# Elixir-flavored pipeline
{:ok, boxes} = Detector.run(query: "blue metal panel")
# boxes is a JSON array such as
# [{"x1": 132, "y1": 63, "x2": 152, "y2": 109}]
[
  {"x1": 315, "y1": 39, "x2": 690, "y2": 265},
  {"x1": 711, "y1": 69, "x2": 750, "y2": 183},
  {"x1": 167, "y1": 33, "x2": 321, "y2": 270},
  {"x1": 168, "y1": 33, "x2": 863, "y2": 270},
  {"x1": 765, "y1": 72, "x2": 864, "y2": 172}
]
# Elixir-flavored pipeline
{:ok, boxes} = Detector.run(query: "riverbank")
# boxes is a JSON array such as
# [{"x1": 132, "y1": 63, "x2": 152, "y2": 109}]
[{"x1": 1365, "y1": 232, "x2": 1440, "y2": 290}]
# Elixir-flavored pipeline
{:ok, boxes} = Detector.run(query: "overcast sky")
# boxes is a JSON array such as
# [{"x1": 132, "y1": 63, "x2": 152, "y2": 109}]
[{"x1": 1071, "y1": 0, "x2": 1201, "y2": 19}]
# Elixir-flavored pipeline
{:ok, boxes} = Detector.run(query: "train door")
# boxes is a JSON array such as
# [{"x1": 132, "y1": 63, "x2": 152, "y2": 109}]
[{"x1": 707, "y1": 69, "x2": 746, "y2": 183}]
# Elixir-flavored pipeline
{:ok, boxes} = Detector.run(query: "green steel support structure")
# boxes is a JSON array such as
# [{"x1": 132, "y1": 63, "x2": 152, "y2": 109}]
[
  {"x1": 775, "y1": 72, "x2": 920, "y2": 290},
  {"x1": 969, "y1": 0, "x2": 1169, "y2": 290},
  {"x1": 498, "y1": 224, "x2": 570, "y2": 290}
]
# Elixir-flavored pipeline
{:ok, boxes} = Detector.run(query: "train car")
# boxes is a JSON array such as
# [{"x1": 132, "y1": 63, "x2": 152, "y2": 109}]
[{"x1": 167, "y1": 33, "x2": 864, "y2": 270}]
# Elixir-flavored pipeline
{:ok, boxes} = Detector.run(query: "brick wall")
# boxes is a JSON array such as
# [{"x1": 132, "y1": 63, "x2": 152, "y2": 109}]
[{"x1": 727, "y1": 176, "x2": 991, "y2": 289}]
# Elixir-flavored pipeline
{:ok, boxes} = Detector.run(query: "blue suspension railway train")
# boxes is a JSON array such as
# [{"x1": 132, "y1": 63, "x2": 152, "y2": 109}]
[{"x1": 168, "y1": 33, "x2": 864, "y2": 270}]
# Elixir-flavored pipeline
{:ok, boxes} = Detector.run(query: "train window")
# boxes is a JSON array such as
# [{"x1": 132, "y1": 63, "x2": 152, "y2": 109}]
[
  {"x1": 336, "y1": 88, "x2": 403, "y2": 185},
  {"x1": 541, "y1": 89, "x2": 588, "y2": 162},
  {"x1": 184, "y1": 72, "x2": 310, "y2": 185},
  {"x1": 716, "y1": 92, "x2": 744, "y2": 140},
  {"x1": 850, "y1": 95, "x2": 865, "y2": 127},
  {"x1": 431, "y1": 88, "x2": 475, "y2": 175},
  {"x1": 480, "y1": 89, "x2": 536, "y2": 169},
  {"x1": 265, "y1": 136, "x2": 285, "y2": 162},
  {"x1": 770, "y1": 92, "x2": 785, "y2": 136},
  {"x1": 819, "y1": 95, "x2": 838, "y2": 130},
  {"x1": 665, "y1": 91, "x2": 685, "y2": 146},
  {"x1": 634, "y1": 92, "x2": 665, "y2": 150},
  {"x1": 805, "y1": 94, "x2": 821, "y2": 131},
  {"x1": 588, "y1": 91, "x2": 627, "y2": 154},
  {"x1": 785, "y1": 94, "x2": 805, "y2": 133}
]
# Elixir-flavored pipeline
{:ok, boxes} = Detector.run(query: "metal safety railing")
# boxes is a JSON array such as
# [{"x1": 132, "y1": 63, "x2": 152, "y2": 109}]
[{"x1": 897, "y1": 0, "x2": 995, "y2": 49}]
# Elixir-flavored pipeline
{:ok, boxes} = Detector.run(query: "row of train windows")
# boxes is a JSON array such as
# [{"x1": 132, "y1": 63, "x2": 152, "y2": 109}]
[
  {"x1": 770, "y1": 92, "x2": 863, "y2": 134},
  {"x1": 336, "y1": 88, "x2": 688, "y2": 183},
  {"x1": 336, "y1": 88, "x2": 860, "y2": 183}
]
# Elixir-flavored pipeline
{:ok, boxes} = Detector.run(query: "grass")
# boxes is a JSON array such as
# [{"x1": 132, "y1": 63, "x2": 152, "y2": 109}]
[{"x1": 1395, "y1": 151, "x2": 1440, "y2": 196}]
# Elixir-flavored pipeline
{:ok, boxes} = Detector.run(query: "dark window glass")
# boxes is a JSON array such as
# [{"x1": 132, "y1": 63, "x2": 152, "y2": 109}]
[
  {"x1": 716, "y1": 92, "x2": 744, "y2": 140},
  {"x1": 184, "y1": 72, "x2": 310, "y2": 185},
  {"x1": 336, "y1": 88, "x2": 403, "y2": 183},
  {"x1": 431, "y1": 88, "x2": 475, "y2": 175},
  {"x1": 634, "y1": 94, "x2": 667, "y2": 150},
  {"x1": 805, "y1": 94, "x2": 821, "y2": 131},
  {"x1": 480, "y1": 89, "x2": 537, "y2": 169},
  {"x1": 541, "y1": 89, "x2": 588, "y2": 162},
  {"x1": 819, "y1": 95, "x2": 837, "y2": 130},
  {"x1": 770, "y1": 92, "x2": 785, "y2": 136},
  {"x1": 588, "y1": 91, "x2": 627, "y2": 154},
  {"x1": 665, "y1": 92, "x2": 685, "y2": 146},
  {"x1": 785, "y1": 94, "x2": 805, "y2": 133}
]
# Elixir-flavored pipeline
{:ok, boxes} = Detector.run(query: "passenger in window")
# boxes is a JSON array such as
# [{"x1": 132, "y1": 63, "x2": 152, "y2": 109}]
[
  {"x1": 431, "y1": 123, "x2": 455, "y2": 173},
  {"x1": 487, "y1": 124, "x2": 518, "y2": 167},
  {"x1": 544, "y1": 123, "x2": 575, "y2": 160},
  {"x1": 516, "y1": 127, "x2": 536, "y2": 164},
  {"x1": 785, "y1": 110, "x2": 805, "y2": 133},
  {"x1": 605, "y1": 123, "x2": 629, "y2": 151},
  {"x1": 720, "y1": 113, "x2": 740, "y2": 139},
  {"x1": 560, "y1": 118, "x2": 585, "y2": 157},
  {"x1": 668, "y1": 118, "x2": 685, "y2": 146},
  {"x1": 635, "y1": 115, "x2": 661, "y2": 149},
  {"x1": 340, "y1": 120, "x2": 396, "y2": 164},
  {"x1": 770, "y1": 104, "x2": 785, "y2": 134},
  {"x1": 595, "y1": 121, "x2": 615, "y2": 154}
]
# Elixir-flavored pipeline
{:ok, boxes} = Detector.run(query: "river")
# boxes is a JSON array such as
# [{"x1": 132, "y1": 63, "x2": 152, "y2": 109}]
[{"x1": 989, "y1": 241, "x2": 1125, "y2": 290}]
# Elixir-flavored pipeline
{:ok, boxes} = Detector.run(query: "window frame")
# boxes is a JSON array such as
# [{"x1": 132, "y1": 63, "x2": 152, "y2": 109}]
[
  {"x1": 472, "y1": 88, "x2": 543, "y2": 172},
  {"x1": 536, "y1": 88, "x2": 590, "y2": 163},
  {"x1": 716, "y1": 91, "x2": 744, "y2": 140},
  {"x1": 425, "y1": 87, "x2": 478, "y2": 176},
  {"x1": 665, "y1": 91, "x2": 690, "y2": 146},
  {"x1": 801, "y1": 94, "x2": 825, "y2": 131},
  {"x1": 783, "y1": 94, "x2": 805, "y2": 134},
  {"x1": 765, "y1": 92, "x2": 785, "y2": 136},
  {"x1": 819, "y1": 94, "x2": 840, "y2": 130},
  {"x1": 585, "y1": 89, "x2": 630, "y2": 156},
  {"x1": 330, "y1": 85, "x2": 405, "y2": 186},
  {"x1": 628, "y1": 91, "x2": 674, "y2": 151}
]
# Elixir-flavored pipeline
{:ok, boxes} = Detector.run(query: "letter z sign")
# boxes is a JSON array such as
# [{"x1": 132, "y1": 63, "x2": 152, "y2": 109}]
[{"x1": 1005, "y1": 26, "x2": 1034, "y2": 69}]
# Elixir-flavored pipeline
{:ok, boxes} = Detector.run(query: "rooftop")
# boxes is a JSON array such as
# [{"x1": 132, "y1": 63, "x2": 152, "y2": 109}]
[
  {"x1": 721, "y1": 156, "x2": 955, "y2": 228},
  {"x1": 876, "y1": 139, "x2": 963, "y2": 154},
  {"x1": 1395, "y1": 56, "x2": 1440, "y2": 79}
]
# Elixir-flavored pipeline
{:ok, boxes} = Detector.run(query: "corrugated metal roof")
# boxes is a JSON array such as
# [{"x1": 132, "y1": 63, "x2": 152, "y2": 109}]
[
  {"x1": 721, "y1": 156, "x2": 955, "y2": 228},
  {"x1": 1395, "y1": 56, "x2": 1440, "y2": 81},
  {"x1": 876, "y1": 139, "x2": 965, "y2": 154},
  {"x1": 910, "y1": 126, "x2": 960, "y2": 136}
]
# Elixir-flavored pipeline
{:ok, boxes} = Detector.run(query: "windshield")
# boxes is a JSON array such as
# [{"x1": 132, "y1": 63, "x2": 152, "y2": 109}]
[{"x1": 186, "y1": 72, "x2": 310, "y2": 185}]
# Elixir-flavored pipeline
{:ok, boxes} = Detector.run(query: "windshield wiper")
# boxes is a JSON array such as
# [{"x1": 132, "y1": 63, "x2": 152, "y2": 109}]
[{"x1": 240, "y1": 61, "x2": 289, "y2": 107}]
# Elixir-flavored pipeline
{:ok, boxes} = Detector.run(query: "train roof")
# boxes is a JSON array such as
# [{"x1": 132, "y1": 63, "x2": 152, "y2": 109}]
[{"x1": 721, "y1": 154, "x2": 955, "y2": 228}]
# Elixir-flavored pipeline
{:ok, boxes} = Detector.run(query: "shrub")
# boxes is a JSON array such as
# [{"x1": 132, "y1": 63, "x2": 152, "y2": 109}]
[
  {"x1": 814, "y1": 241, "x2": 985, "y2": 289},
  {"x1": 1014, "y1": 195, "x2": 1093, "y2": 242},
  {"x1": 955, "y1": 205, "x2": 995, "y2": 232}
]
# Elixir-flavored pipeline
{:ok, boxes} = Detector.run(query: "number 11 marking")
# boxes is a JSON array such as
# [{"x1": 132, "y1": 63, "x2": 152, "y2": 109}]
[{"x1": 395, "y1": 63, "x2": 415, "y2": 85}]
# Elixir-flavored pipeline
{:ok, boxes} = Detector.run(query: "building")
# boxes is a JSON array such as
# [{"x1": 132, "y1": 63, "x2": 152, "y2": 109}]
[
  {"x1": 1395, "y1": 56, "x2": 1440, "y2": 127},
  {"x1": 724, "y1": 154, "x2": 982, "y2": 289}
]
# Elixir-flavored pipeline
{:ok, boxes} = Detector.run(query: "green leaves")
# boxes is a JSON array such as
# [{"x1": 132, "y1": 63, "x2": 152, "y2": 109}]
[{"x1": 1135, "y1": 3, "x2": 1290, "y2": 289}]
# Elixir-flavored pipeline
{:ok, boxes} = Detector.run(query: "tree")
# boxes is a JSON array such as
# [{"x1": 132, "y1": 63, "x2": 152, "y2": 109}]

________________

**STATED TASK:** Pick out every line of the records that contains the word "metal" and copy each of those lines. The match is case-sensitive.

**TASK SOLUTION:**
{:ok, boxes} = Detector.run(query: "blue metal panel")
{:ok, boxes} = Detector.run(query: "metal safety railing")
{:ok, boxes} = Detector.run(query: "corrugated metal roof")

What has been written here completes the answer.